- _Job_
Count how many lines in the data below contain the string "board", treating uppercase and lowercase as different. Reply with only the number.

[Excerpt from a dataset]
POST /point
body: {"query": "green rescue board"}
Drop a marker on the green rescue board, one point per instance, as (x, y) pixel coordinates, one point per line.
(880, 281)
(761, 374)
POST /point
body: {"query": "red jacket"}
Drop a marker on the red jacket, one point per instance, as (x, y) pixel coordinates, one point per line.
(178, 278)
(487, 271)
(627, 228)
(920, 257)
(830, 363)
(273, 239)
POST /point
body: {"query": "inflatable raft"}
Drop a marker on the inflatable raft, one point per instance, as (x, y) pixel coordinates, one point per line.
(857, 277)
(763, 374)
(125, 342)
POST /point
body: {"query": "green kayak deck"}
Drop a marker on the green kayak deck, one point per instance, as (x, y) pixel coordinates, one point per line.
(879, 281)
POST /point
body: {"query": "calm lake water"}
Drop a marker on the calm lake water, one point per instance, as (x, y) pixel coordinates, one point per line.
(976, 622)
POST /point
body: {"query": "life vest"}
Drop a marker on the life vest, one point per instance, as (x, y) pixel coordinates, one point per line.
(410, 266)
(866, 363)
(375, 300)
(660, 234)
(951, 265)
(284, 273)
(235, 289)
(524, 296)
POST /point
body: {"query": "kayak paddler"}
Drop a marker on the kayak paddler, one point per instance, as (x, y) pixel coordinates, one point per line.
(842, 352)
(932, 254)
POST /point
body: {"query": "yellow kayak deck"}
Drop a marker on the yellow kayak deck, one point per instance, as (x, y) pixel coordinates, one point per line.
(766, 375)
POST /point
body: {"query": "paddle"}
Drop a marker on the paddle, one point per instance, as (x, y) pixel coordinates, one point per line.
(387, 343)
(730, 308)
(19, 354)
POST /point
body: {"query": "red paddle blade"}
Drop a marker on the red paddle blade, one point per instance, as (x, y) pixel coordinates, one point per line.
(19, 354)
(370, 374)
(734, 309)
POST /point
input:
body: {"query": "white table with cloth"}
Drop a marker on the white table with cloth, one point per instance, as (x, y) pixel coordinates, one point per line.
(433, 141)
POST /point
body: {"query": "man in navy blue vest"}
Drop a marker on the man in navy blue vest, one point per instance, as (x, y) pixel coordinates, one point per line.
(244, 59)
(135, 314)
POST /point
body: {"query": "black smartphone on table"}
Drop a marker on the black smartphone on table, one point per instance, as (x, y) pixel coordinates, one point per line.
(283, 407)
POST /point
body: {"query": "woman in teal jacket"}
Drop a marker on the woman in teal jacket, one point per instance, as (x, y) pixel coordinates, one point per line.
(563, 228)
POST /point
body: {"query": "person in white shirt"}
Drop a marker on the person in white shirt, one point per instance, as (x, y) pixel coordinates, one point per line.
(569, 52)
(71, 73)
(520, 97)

- _The output_
2